─── TASK INPUTS
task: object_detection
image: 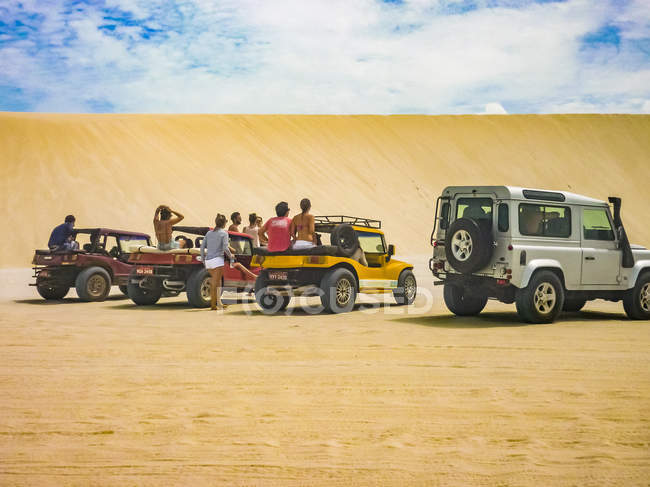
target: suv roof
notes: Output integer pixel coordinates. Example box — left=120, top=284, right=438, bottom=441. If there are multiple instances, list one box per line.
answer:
left=75, top=228, right=150, bottom=238
left=440, top=186, right=608, bottom=207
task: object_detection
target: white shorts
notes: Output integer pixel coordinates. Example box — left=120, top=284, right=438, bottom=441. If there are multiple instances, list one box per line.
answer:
left=205, top=256, right=225, bottom=269
left=293, top=240, right=315, bottom=250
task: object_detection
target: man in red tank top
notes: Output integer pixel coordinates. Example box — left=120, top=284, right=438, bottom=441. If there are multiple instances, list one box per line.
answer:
left=260, top=201, right=292, bottom=252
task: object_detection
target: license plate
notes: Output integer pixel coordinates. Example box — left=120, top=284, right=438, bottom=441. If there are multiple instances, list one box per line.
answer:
left=268, top=271, right=288, bottom=281
left=136, top=266, right=154, bottom=275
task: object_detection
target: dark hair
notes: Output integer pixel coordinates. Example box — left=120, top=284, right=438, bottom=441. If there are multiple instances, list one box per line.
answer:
left=300, top=198, right=311, bottom=214
left=215, top=213, right=227, bottom=228
left=231, top=212, right=240, bottom=222
left=65, top=214, right=76, bottom=223
left=249, top=213, right=257, bottom=225
left=174, top=235, right=185, bottom=241
left=275, top=201, right=289, bottom=217
left=160, top=208, right=171, bottom=220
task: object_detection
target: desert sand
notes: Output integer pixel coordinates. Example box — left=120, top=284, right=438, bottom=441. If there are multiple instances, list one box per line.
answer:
left=1, top=113, right=649, bottom=485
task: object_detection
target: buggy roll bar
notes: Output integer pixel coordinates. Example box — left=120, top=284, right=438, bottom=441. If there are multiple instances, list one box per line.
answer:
left=313, top=215, right=381, bottom=230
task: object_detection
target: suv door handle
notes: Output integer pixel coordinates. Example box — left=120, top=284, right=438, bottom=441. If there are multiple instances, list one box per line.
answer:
left=585, top=256, right=596, bottom=261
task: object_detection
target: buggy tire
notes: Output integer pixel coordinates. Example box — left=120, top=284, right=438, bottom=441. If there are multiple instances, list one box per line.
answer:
left=320, top=268, right=357, bottom=314
left=187, top=269, right=213, bottom=308
left=443, top=282, right=487, bottom=316
left=331, top=224, right=360, bottom=258
left=393, top=269, right=417, bottom=305
left=623, top=271, right=650, bottom=320
left=515, top=270, right=564, bottom=324
left=37, top=282, right=69, bottom=300
left=127, top=280, right=162, bottom=305
left=445, top=218, right=493, bottom=274
left=255, top=276, right=291, bottom=314
left=75, top=266, right=111, bottom=302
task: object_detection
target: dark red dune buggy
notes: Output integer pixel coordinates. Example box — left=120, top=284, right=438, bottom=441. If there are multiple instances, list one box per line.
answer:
left=126, top=226, right=260, bottom=307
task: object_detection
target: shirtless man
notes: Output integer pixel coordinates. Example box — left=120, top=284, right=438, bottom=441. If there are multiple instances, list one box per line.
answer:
left=290, top=198, right=316, bottom=249
left=154, top=205, right=184, bottom=250
left=228, top=212, right=242, bottom=232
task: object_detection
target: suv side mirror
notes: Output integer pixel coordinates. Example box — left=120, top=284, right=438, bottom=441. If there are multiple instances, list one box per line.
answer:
left=388, top=244, right=395, bottom=256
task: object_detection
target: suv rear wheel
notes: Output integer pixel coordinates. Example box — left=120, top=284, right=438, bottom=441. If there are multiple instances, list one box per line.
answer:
left=515, top=270, right=565, bottom=323
left=37, top=282, right=69, bottom=300
left=254, top=276, right=291, bottom=314
left=623, top=272, right=650, bottom=320
left=75, top=266, right=111, bottom=302
left=320, top=268, right=357, bottom=313
left=443, top=282, right=487, bottom=316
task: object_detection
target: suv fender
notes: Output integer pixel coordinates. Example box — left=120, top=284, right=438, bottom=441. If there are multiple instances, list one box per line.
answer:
left=519, top=260, right=565, bottom=289
left=629, top=260, right=650, bottom=289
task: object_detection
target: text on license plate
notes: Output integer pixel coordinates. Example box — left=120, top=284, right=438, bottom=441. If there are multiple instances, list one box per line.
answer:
left=136, top=266, right=154, bottom=275
left=268, top=271, right=288, bottom=280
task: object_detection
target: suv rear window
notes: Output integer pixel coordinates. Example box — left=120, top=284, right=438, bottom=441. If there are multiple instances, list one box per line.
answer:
left=519, top=203, right=571, bottom=238
left=456, top=198, right=493, bottom=221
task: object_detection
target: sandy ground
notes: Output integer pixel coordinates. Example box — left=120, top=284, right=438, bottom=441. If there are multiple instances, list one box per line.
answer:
left=1, top=256, right=649, bottom=486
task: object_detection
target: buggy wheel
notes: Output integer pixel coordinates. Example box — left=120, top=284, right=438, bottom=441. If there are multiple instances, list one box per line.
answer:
left=394, top=269, right=417, bottom=305
left=254, top=276, right=291, bottom=314
left=37, top=282, right=69, bottom=300
left=320, top=268, right=357, bottom=313
left=75, top=267, right=111, bottom=302
left=127, top=280, right=162, bottom=305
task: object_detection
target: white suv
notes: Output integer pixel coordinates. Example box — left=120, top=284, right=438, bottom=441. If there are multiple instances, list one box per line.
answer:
left=430, top=186, right=650, bottom=323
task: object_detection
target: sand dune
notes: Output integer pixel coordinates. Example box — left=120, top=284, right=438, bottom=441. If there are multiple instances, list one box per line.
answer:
left=1, top=113, right=649, bottom=267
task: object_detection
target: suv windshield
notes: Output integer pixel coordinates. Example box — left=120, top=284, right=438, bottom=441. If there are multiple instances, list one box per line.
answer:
left=456, top=198, right=493, bottom=221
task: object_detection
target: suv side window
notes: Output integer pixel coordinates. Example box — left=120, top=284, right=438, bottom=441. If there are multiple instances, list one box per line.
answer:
left=498, top=203, right=509, bottom=232
left=583, top=208, right=615, bottom=241
left=456, top=198, right=493, bottom=221
left=519, top=203, right=571, bottom=238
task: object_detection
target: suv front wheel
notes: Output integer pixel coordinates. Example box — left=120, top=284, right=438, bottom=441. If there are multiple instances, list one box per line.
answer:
left=515, top=270, right=565, bottom=323
left=443, top=282, right=487, bottom=316
left=623, top=271, right=650, bottom=320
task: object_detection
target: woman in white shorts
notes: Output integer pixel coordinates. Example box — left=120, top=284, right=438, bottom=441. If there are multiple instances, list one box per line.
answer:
left=290, top=198, right=316, bottom=250
left=200, top=214, right=233, bottom=310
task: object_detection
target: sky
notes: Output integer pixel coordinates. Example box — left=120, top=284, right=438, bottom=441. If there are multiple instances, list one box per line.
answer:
left=0, top=0, right=649, bottom=114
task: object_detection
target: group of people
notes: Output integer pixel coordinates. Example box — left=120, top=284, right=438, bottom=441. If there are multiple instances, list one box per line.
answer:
left=198, top=198, right=317, bottom=310
left=46, top=199, right=321, bottom=311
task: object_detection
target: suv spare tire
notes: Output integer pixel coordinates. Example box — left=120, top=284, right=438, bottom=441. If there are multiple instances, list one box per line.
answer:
left=331, top=224, right=360, bottom=258
left=445, top=218, right=493, bottom=274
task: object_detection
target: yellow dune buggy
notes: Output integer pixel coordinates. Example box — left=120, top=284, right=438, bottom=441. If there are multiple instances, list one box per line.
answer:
left=252, top=216, right=416, bottom=313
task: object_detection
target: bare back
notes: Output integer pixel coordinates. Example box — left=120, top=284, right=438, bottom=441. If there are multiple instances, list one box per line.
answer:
left=291, top=213, right=315, bottom=243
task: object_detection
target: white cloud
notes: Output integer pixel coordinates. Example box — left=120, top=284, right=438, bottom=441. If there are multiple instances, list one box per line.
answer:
left=482, top=102, right=508, bottom=114
left=0, top=0, right=649, bottom=113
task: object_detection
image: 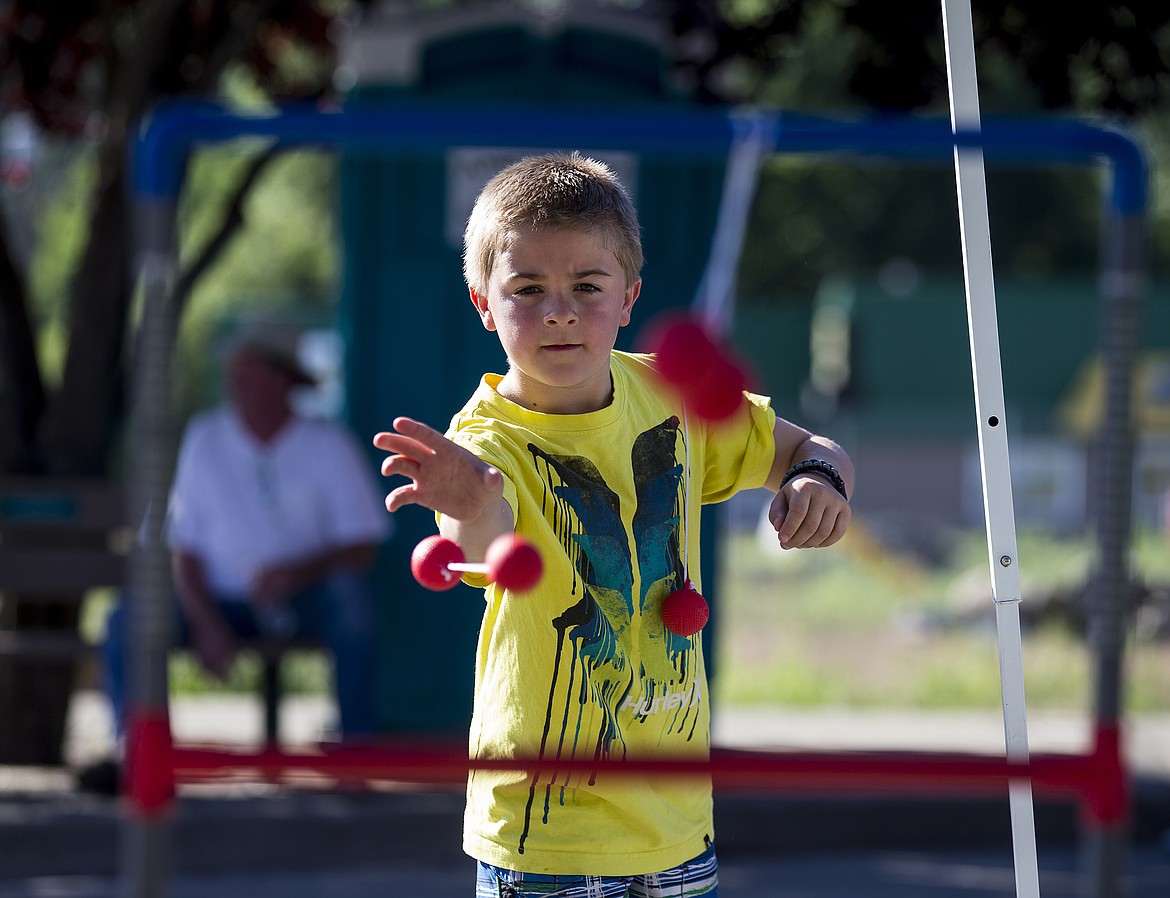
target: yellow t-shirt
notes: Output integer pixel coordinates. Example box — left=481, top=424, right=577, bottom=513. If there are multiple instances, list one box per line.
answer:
left=447, top=350, right=776, bottom=875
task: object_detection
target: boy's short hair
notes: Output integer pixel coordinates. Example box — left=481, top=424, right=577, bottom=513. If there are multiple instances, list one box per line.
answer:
left=463, top=152, right=643, bottom=295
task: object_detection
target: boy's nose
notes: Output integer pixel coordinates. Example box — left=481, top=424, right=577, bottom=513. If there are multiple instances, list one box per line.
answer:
left=544, top=296, right=579, bottom=325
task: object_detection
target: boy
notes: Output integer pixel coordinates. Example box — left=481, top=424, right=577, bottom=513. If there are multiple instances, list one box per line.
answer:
left=374, top=153, right=852, bottom=897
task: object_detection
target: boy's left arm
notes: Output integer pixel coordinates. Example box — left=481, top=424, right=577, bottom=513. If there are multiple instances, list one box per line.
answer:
left=763, top=418, right=854, bottom=550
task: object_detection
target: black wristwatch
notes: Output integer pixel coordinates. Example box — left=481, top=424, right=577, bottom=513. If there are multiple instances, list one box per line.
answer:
left=779, top=459, right=848, bottom=500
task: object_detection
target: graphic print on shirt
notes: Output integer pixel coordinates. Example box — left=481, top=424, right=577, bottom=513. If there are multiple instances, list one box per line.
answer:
left=518, top=416, right=701, bottom=852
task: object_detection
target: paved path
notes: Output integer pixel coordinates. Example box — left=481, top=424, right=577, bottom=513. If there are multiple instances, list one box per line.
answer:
left=54, top=691, right=1170, bottom=779
left=3, top=692, right=1169, bottom=898
left=0, top=847, right=1168, bottom=897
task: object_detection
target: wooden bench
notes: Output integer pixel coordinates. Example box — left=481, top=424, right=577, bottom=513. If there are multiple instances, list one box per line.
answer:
left=0, top=477, right=318, bottom=758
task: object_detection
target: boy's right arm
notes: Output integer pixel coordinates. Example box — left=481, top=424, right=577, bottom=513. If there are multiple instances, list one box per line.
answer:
left=373, top=417, right=513, bottom=562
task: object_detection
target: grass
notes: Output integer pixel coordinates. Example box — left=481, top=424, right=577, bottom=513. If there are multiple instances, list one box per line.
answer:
left=712, top=523, right=1170, bottom=713
left=78, top=591, right=330, bottom=697
left=168, top=650, right=330, bottom=696
left=86, top=525, right=1169, bottom=714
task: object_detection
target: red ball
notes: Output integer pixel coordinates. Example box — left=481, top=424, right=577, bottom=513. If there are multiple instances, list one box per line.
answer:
left=646, top=317, right=718, bottom=387
left=661, top=581, right=709, bottom=637
left=642, top=314, right=749, bottom=421
left=411, top=535, right=465, bottom=591
left=485, top=534, right=543, bottom=593
left=681, top=354, right=746, bottom=422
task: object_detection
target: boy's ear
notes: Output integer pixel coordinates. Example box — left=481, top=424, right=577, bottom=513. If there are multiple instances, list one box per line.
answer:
left=469, top=286, right=496, bottom=331
left=619, top=278, right=642, bottom=327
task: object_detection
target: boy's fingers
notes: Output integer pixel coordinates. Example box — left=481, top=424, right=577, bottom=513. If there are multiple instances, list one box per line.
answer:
left=392, top=416, right=448, bottom=449
left=373, top=431, right=432, bottom=459
left=774, top=490, right=810, bottom=545
left=775, top=500, right=851, bottom=548
left=794, top=507, right=833, bottom=548
left=380, top=455, right=421, bottom=479
left=823, top=507, right=852, bottom=547
left=376, top=420, right=470, bottom=469
left=385, top=483, right=421, bottom=513
left=780, top=508, right=821, bottom=548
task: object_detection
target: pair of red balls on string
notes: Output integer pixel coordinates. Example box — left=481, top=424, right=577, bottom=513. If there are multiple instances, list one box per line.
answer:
left=640, top=313, right=752, bottom=635
left=410, top=535, right=709, bottom=638
left=411, top=533, right=543, bottom=593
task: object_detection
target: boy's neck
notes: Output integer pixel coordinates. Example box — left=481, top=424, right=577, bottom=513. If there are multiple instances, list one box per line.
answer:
left=496, top=369, right=615, bottom=415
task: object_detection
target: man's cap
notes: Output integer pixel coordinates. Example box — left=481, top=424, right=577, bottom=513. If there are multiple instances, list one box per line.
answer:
left=219, top=316, right=316, bottom=386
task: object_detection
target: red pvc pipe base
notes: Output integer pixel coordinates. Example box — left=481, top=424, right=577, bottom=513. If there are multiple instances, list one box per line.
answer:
left=126, top=714, right=1131, bottom=829
left=169, top=726, right=1130, bottom=822
left=125, top=712, right=175, bottom=818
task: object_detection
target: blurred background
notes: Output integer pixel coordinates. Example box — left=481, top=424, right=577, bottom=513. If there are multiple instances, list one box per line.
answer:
left=0, top=2, right=1168, bottom=891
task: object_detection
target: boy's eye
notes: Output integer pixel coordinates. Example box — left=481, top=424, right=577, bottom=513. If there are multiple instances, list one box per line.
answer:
left=575, top=283, right=602, bottom=294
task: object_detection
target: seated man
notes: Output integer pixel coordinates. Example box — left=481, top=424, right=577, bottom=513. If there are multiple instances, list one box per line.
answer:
left=80, top=317, right=390, bottom=793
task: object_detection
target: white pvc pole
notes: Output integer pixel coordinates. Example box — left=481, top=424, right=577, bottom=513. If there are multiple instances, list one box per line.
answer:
left=940, top=2, right=1041, bottom=896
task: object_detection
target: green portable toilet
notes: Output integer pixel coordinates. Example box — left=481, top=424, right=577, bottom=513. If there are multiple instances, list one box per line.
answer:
left=337, top=5, right=728, bottom=732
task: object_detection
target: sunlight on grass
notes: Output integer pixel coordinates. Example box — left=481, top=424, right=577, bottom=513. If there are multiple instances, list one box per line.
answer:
left=169, top=650, right=330, bottom=696
left=79, top=590, right=332, bottom=697
left=97, top=521, right=1166, bottom=714
left=713, top=526, right=1170, bottom=713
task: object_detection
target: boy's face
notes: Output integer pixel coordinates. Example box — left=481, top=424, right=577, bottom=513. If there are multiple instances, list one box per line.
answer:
left=470, top=227, right=640, bottom=415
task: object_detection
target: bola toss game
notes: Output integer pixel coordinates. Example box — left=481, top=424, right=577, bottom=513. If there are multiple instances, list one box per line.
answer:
left=410, top=533, right=544, bottom=594
left=119, top=2, right=1153, bottom=897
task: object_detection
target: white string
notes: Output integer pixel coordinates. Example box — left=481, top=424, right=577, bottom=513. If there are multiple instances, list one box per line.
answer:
left=692, top=112, right=774, bottom=338
left=680, top=114, right=772, bottom=580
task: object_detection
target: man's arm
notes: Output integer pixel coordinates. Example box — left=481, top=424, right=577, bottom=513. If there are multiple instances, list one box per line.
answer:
left=171, top=549, right=237, bottom=678
left=250, top=542, right=379, bottom=607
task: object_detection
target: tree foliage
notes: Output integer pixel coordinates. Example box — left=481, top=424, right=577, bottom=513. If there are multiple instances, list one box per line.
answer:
left=669, top=0, right=1170, bottom=116
left=0, top=0, right=372, bottom=476
left=0, top=0, right=1167, bottom=476
left=664, top=0, right=1170, bottom=300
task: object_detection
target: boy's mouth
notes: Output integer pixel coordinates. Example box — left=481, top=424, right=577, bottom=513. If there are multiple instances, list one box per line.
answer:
left=542, top=343, right=581, bottom=351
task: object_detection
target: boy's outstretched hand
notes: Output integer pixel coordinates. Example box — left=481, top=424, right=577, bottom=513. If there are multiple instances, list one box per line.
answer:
left=374, top=417, right=503, bottom=519
left=374, top=418, right=513, bottom=562
left=767, top=478, right=851, bottom=550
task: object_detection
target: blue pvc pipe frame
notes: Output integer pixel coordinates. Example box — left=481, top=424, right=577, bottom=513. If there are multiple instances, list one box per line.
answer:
left=125, top=101, right=1148, bottom=896
left=134, top=101, right=1148, bottom=213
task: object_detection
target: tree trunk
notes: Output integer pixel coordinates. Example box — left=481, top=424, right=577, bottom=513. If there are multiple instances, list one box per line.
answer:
left=0, top=0, right=294, bottom=769
left=36, top=163, right=132, bottom=477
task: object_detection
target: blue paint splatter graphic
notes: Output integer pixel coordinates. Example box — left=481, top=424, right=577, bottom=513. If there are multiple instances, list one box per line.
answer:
left=518, top=417, right=702, bottom=851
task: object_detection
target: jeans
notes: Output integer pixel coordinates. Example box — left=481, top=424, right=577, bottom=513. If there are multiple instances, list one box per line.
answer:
left=102, top=570, right=378, bottom=740
left=475, top=845, right=718, bottom=898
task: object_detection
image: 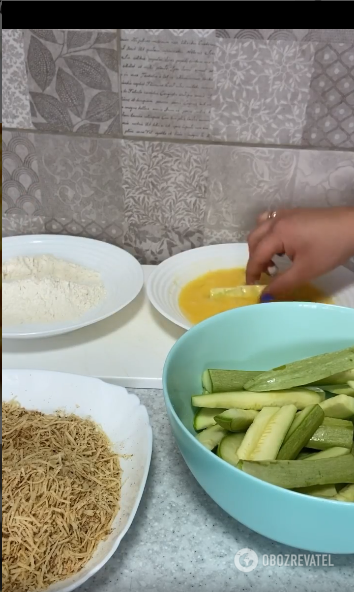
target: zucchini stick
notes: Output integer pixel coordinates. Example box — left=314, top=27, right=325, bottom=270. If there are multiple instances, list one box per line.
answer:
left=202, top=369, right=261, bottom=393
left=242, top=455, right=354, bottom=489
left=191, top=389, right=324, bottom=411
left=244, top=346, right=354, bottom=392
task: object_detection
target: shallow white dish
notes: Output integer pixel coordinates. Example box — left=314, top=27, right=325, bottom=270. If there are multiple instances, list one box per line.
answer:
left=2, top=369, right=152, bottom=592
left=146, top=243, right=354, bottom=330
left=2, top=235, right=144, bottom=339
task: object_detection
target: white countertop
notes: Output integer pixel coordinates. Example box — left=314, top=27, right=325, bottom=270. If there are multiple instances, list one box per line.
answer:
left=2, top=266, right=185, bottom=389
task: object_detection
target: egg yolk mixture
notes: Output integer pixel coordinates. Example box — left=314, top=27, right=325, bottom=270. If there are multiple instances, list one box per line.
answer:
left=179, top=268, right=333, bottom=325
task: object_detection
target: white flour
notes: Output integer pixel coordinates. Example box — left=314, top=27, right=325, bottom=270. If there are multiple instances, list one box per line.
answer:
left=2, top=255, right=106, bottom=326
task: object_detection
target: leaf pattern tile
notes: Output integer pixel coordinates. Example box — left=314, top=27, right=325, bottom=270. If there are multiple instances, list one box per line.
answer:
left=23, top=29, right=120, bottom=134
left=210, top=39, right=315, bottom=145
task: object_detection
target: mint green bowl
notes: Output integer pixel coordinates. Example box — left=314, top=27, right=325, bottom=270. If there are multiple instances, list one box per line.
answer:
left=163, top=303, right=354, bottom=554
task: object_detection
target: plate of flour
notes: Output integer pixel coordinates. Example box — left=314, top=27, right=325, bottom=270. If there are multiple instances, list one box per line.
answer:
left=2, top=235, right=144, bottom=339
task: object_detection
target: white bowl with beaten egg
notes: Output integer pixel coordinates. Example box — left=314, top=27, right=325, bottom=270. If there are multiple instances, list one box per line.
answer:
left=146, top=244, right=354, bottom=330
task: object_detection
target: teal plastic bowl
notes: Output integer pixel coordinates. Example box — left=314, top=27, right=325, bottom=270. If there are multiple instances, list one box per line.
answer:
left=163, top=303, right=354, bottom=553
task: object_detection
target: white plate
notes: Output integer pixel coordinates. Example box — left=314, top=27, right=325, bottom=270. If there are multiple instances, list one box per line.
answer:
left=146, top=244, right=354, bottom=330
left=2, top=369, right=152, bottom=592
left=2, top=235, right=144, bottom=339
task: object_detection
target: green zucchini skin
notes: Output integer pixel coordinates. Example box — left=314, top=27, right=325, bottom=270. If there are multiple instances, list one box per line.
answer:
left=244, top=347, right=354, bottom=392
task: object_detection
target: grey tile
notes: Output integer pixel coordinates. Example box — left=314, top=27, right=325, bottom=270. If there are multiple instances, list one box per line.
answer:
left=293, top=150, right=354, bottom=208
left=2, top=131, right=43, bottom=215
left=122, top=29, right=215, bottom=40
left=211, top=39, right=315, bottom=145
left=36, top=134, right=124, bottom=224
left=122, top=141, right=208, bottom=230
left=124, top=224, right=204, bottom=264
left=302, top=43, right=354, bottom=148
left=23, top=29, right=120, bottom=135
left=204, top=146, right=299, bottom=240
left=2, top=29, right=32, bottom=128
left=121, top=30, right=215, bottom=139
left=2, top=215, right=46, bottom=237
left=44, top=216, right=125, bottom=246
left=216, top=29, right=310, bottom=41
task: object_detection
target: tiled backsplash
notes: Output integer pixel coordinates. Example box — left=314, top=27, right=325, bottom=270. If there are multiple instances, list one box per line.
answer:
left=2, top=29, right=354, bottom=269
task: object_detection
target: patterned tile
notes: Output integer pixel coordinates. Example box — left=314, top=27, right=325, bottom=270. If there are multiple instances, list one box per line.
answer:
left=123, top=29, right=215, bottom=40
left=216, top=29, right=310, bottom=41
left=293, top=150, right=354, bottom=208
left=210, top=39, right=315, bottom=144
left=35, top=134, right=124, bottom=224
left=121, top=30, right=215, bottom=139
left=2, top=215, right=46, bottom=237
left=122, top=141, right=208, bottom=229
left=204, top=146, right=299, bottom=241
left=44, top=216, right=125, bottom=246
left=124, top=224, right=204, bottom=265
left=2, top=29, right=32, bottom=128
left=2, top=131, right=43, bottom=215
left=23, top=29, right=120, bottom=135
left=302, top=43, right=354, bottom=148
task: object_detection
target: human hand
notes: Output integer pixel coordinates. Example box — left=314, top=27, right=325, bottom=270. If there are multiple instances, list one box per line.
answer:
left=246, top=207, right=354, bottom=299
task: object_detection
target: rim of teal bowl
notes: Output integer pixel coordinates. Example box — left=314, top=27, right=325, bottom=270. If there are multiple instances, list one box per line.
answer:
left=163, top=302, right=354, bottom=507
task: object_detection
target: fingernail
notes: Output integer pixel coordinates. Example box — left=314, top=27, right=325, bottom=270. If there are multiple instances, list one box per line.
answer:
left=260, top=293, right=275, bottom=303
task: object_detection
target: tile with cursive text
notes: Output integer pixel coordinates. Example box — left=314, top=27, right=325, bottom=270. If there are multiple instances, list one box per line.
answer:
left=121, top=30, right=215, bottom=139
left=23, top=29, right=120, bottom=134
left=211, top=39, right=315, bottom=145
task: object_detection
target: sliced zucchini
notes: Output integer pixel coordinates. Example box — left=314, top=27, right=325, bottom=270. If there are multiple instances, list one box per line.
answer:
left=311, top=369, right=354, bottom=386
left=303, top=447, right=350, bottom=461
left=194, top=407, right=225, bottom=431
left=202, top=369, right=261, bottom=393
left=277, top=404, right=324, bottom=460
left=322, top=384, right=354, bottom=396
left=244, top=346, right=354, bottom=392
left=249, top=405, right=297, bottom=461
left=307, top=421, right=353, bottom=451
left=191, top=389, right=324, bottom=411
left=295, top=484, right=337, bottom=498
left=237, top=407, right=279, bottom=461
left=333, top=484, right=354, bottom=502
left=210, top=285, right=265, bottom=299
left=242, top=455, right=354, bottom=489
left=320, top=395, right=354, bottom=419
left=217, top=433, right=245, bottom=467
left=214, top=409, right=258, bottom=432
left=196, top=425, right=227, bottom=451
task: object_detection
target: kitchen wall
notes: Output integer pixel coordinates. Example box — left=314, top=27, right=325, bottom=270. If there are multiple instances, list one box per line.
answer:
left=2, top=29, right=354, bottom=269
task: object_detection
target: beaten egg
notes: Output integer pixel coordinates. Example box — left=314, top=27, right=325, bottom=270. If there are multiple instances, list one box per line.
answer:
left=178, top=268, right=333, bottom=325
──────
→ **YOUR OBJECTIVE**
Look above for the line holding "target: rim of teal bowl". Print it and every line after it, exactly, through the line holding "target: beaten egg".

→ **TASK RESPONSE**
target: rim of teal bowl
notes: Output integer pixel coordinates. Example box — left=314, top=27, right=325, bottom=270. If there are multiple instances, list one box per line.
answer:
left=163, top=302, right=354, bottom=507
task: object_detection
target: fingernail
notes: Output integer pixel coordinates. Example box — left=314, top=27, right=325, bottom=270. If there are multiple instances, list one box per line.
answer:
left=260, top=293, right=275, bottom=303
task: object_detection
target: tile with cursive text
notes: Output integer pixel coordinates. Example box — left=314, top=27, right=325, bottom=270. If there are multiple instances, list one box per line.
answer:
left=121, top=30, right=215, bottom=139
left=23, top=29, right=120, bottom=134
left=211, top=39, right=315, bottom=145
task: object_detection
target: sliced zucchini
notes: Output integer pixel coordinates. Example box — left=314, top=27, right=325, bottom=270. If there are multiple instances, list one box per line.
answer:
left=311, top=369, right=354, bottom=386
left=303, top=447, right=350, bottom=461
left=194, top=407, right=225, bottom=431
left=202, top=369, right=261, bottom=393
left=277, top=404, right=324, bottom=460
left=322, top=384, right=354, bottom=396
left=244, top=346, right=354, bottom=392
left=249, top=405, right=297, bottom=461
left=307, top=421, right=353, bottom=451
left=191, top=389, right=324, bottom=411
left=295, top=484, right=337, bottom=498
left=237, top=407, right=279, bottom=461
left=333, top=484, right=354, bottom=502
left=210, top=285, right=265, bottom=299
left=242, top=455, right=354, bottom=489
left=320, top=395, right=354, bottom=419
left=217, top=433, right=245, bottom=467
left=214, top=409, right=258, bottom=432
left=196, top=425, right=227, bottom=451
task: object_detection
target: kitchen wall
notes: Output integer pixel coordinates. Example box — left=314, top=27, right=325, bottom=270. If there are multiple instances, list one box per line.
answer:
left=2, top=29, right=354, bottom=269
task: object_detection
target: beaten egg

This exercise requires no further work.